OPINIÃO
Vai ser em Fevereiro, pela esquerda
As próximas eleições presidenciais ocupam já, com toda a naturalidade, uma parte relevante do que é notícia, opinião e comentário na comunicação social do País. Pelo que está causa e irá dirimir-se no sufrágio com datas marcadas, por controvérsias ou silêncios que se multiplicam exprimindo uma diversidade que é riqueza, mas também em função de outros factores - do privilégio que continua a conceder-se ao anedótico e instrumental à formatação bipolarizadora cujos sinais, sem dúvida, importaria sindicar nos locais e pelos meios próprios.
O espaço do debate, em si nuclear, não pode, contudo, pretender-se na terra da anomia, isto é, aí onde vale tudo e não há limite para a prosódia que desfigura, inquina, insinua sem a mínima base probatória, maltrata a verdade, atinge direitos de personalidade com a ligeireza de um rinoceronte movendo- -se sobre nenúfares. Não pode substituir-se à honradez do confronto de ideias para que a vileza e a mentira triunfem, como em certo pronunciamento reumático vindo a lume contra Manuel Alegre no fim-de-semana, nem ceder ao tropismo da suspeição, à tentativa de transformar jogos de matriz especulativa, sustentados no desconhecimento ou na desatenção polémica, num argumentário que mereça crédito e respeitabilidade.

(Dados de anotação da localização de objetos)
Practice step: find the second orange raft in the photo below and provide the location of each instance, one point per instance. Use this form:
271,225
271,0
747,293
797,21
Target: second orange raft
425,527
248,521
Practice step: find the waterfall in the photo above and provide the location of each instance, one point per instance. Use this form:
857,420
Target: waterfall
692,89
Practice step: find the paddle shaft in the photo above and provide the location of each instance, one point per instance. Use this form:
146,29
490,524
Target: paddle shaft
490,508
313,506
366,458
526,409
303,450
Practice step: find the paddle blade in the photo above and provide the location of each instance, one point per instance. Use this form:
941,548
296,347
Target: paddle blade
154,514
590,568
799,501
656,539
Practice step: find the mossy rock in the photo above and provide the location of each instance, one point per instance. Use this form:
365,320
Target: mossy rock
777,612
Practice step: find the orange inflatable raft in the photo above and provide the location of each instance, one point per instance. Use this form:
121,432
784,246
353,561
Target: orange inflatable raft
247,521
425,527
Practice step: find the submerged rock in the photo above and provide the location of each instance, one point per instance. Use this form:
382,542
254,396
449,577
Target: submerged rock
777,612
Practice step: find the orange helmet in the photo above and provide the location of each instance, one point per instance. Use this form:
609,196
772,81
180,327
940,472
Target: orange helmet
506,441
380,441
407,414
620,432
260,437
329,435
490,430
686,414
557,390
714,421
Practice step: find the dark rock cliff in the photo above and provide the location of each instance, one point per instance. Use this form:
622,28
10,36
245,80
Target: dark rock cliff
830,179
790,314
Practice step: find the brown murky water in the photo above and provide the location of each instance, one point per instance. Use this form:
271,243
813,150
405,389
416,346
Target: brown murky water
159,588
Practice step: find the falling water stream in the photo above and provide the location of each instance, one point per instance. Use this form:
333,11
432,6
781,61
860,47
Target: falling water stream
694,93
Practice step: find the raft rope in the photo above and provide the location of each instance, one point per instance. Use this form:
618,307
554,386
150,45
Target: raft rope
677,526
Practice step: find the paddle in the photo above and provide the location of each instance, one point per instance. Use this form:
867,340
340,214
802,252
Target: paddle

_Tarefas a realizar_
[a] No texto de opinião, que verbos indicam o que faz a prosódia para a qual "não há limite"? Indique-os todos.
[b] Converta numa tabela Markdown, com as colunas «N.º» e «Linha», as linhas dos dados de anotação da localização de objetos, começando pela linha que contém "Practice step: find the falling" e seguindo até ao fim desses dados, e omita as linhas em branco.

_Lista de soluções_
[a] desfigura, inquina, insinua, maltrata, atinge

[b]
| N.º | Linha |
|---|---|
| 1 | Practice step: find the falling water stream in the photo above and provide the location of each instance, one point per instance. Use this form: |
| 2 | 333,11 |
| 3 | 432,6 |
| 4 | 781,61 |
| 5 | 860,47 |
| 6 | Target: falling water stream |
| 7 | 694,93 |
| 8 | Practice step: find the raft rope in the photo above and provide the location of each instance, one point per instance. Use this form: |
| 9 | 618,307 |
| 10 | 554,386 |
| 11 | 150,45 |
| 12 | Target: raft rope |
| 13 | 677,526 |
| 14 | Practice step: find the paddle in the photo above and provide the location of each instance, one point per instance. Use this form: |
| 15 | 867,340 |
| 16 | 340,214 |
| 17 | 802,252 |
| 18 | Target: paddle |